WHAT TO WORK ON — Which of the lines below contain the word "blue"? Return every one of them, copied in full.

TASK INPUT —
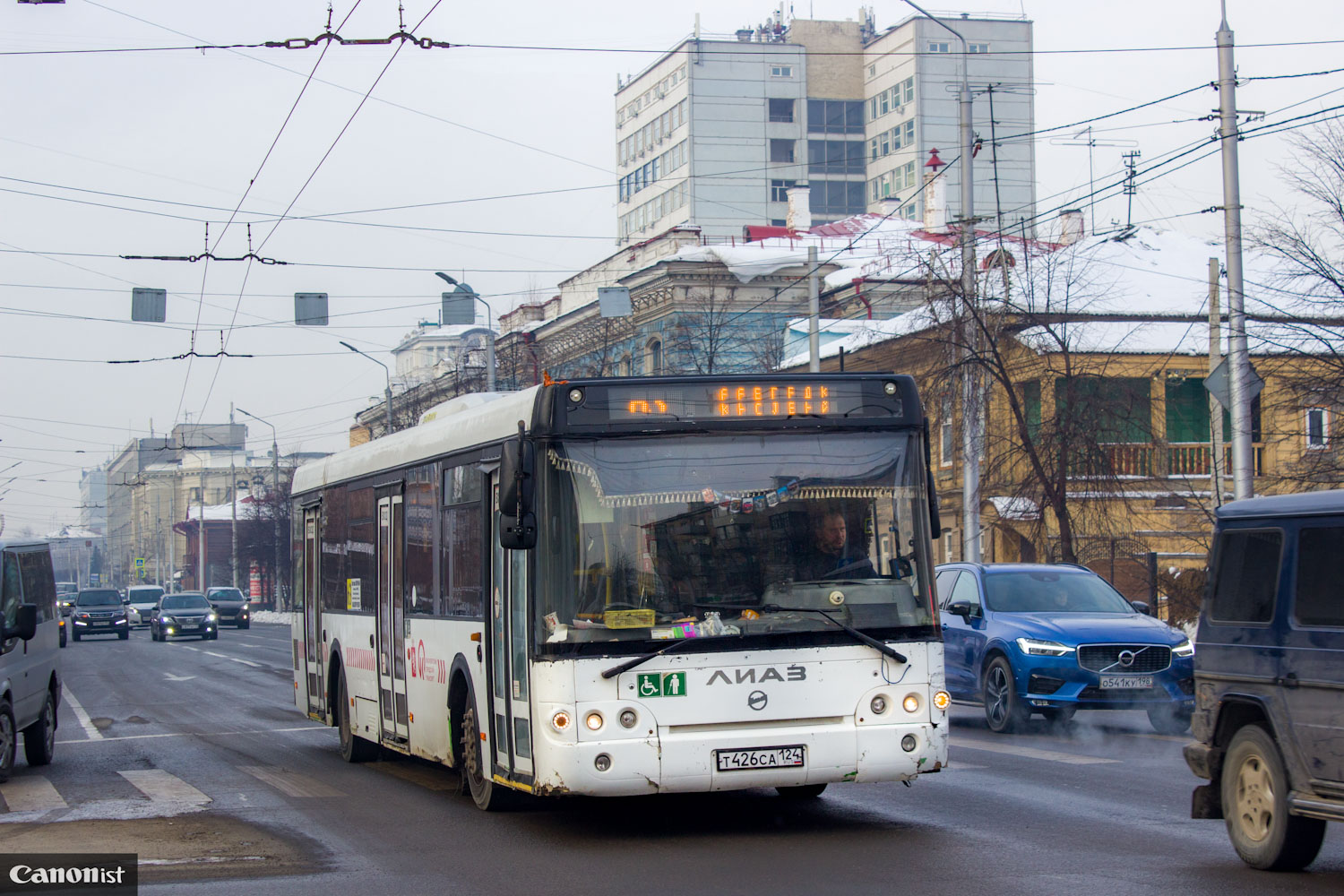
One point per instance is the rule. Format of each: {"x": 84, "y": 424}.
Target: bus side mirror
{"x": 26, "y": 624}
{"x": 518, "y": 477}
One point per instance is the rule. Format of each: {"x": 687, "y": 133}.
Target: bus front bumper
{"x": 685, "y": 758}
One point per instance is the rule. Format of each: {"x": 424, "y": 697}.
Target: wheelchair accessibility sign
{"x": 661, "y": 684}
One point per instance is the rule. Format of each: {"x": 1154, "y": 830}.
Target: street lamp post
{"x": 489, "y": 325}
{"x": 274, "y": 478}
{"x": 387, "y": 392}
{"x": 970, "y": 397}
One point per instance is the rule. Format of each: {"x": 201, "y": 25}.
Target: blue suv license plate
{"x": 1126, "y": 683}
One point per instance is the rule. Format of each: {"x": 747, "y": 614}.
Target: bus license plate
{"x": 760, "y": 758}
{"x": 1126, "y": 683}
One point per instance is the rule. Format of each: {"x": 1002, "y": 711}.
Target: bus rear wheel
{"x": 352, "y": 747}
{"x": 484, "y": 791}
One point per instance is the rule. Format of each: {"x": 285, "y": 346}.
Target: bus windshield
{"x": 737, "y": 535}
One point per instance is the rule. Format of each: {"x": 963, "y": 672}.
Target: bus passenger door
{"x": 508, "y": 681}
{"x": 392, "y": 621}
{"x": 314, "y": 657}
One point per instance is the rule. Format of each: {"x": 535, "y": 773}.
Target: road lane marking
{"x": 161, "y": 786}
{"x": 81, "y": 716}
{"x": 206, "y": 734}
{"x": 290, "y": 782}
{"x": 31, "y": 794}
{"x": 1031, "y": 753}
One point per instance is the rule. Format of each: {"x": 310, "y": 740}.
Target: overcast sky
{"x": 494, "y": 164}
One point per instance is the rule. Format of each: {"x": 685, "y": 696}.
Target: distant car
{"x": 231, "y": 606}
{"x": 1032, "y": 637}
{"x": 142, "y": 600}
{"x": 99, "y": 611}
{"x": 185, "y": 613}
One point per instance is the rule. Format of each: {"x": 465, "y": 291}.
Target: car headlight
{"x": 1034, "y": 648}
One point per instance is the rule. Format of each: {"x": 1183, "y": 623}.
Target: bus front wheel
{"x": 352, "y": 747}
{"x": 484, "y": 793}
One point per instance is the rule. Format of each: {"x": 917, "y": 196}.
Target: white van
{"x": 142, "y": 600}
{"x": 30, "y": 686}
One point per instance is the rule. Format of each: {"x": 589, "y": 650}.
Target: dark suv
{"x": 1269, "y": 678}
{"x": 99, "y": 611}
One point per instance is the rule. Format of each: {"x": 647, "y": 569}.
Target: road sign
{"x": 1219, "y": 384}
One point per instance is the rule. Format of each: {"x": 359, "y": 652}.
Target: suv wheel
{"x": 39, "y": 739}
{"x": 1003, "y": 708}
{"x": 1254, "y": 790}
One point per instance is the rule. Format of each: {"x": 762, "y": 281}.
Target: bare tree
{"x": 709, "y": 338}
{"x": 1075, "y": 427}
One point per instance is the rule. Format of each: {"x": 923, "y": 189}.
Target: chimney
{"x": 800, "y": 209}
{"x": 1070, "y": 226}
{"x": 935, "y": 201}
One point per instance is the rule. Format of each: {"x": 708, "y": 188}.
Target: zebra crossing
{"x": 153, "y": 793}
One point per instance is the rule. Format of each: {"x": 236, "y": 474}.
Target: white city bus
{"x": 613, "y": 587}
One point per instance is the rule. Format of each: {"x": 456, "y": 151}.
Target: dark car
{"x": 1269, "y": 684}
{"x": 1055, "y": 638}
{"x": 231, "y": 606}
{"x": 99, "y": 611}
{"x": 185, "y": 613}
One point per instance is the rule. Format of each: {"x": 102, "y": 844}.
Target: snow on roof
{"x": 1139, "y": 271}
{"x": 1010, "y": 508}
{"x": 70, "y": 532}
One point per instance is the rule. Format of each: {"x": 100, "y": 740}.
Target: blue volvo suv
{"x": 1054, "y": 638}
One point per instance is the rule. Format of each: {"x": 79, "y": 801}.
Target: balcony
{"x": 1195, "y": 458}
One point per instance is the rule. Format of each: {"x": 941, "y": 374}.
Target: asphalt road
{"x": 193, "y": 755}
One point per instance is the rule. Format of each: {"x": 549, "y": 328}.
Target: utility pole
{"x": 814, "y": 312}
{"x": 1131, "y": 187}
{"x": 1236, "y": 351}
{"x": 233, "y": 497}
{"x": 970, "y": 410}
{"x": 1215, "y": 410}
{"x": 201, "y": 535}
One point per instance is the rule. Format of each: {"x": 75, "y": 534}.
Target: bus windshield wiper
{"x": 857, "y": 635}
{"x": 634, "y": 661}
{"x": 774, "y": 607}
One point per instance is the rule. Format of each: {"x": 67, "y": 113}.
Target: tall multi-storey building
{"x": 911, "y": 81}
{"x": 717, "y": 131}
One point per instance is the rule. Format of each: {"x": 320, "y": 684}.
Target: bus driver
{"x": 830, "y": 555}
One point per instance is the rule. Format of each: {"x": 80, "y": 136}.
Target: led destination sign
{"x": 741, "y": 401}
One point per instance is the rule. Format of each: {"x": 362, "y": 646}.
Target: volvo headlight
{"x": 1034, "y": 648}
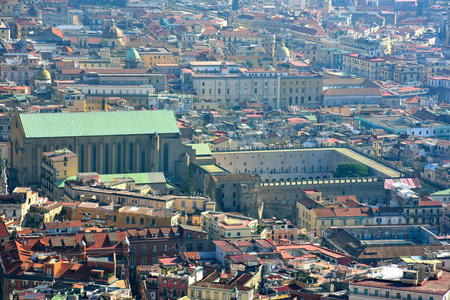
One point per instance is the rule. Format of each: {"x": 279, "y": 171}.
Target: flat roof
{"x": 98, "y": 123}
{"x": 345, "y": 151}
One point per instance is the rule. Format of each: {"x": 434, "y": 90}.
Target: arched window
{"x": 106, "y": 159}
{"x": 119, "y": 158}
{"x": 143, "y": 161}
{"x": 94, "y": 158}
{"x": 82, "y": 158}
{"x": 130, "y": 165}
{"x": 166, "y": 157}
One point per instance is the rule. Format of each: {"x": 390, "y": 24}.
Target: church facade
{"x": 105, "y": 142}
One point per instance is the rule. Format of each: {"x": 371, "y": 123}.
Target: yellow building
{"x": 153, "y": 56}
{"x": 22, "y": 28}
{"x": 8, "y": 7}
{"x": 360, "y": 65}
{"x": 215, "y": 286}
{"x": 302, "y": 89}
{"x": 5, "y": 32}
{"x": 123, "y": 217}
{"x": 56, "y": 165}
{"x": 190, "y": 207}
{"x": 95, "y": 104}
{"x": 51, "y": 211}
{"x": 313, "y": 215}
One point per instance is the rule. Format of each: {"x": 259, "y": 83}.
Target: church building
{"x": 105, "y": 142}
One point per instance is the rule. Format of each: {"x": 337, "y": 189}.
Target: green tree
{"x": 351, "y": 169}
{"x": 188, "y": 184}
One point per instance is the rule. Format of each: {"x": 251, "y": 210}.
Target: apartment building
{"x": 401, "y": 73}
{"x": 412, "y": 286}
{"x": 370, "y": 47}
{"x": 276, "y": 88}
{"x": 149, "y": 244}
{"x": 5, "y": 31}
{"x": 229, "y": 226}
{"x": 362, "y": 65}
{"x": 55, "y": 166}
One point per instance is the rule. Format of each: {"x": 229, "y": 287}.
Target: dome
{"x": 112, "y": 32}
{"x": 283, "y": 51}
{"x": 133, "y": 54}
{"x": 43, "y": 75}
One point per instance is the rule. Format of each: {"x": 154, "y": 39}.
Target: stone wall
{"x": 279, "y": 198}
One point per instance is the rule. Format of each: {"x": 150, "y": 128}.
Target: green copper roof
{"x": 201, "y": 149}
{"x": 98, "y": 123}
{"x": 441, "y": 193}
{"x": 132, "y": 54}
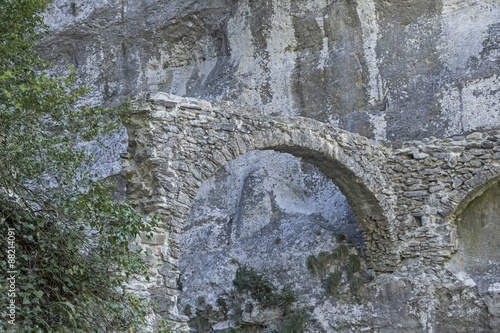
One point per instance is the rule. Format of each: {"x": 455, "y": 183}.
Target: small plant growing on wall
{"x": 321, "y": 264}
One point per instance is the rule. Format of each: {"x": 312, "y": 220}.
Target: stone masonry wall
{"x": 404, "y": 199}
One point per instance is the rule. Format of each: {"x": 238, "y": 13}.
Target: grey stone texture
{"x": 405, "y": 206}
{"x": 301, "y": 77}
{"x": 390, "y": 70}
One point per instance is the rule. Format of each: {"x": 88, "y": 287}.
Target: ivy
{"x": 69, "y": 238}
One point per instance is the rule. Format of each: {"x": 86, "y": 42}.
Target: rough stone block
{"x": 157, "y": 239}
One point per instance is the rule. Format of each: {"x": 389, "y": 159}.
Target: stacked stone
{"x": 434, "y": 179}
{"x": 404, "y": 199}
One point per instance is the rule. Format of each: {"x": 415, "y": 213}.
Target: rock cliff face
{"x": 390, "y": 70}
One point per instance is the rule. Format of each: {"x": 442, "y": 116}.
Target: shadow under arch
{"x": 477, "y": 222}
{"x": 356, "y": 178}
{"x": 477, "y": 186}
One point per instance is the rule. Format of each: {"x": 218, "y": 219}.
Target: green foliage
{"x": 355, "y": 284}
{"x": 333, "y": 282}
{"x": 294, "y": 322}
{"x": 71, "y": 238}
{"x": 262, "y": 290}
{"x": 234, "y": 330}
{"x": 187, "y": 310}
{"x": 353, "y": 266}
{"x": 340, "y": 238}
{"x": 340, "y": 251}
{"x": 202, "y": 322}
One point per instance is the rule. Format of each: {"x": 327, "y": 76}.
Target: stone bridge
{"x": 404, "y": 198}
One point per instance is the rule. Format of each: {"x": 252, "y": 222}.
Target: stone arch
{"x": 338, "y": 154}
{"x": 175, "y": 147}
{"x": 474, "y": 188}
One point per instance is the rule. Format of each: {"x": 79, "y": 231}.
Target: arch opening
{"x": 478, "y": 227}
{"x": 266, "y": 210}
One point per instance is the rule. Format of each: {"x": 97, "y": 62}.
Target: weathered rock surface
{"x": 251, "y": 215}
{"x": 418, "y": 191}
{"x": 393, "y": 70}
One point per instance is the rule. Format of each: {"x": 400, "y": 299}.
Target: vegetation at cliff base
{"x": 64, "y": 242}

RESPONSE —
Target: blue suv license plate
Target: blue volvo suv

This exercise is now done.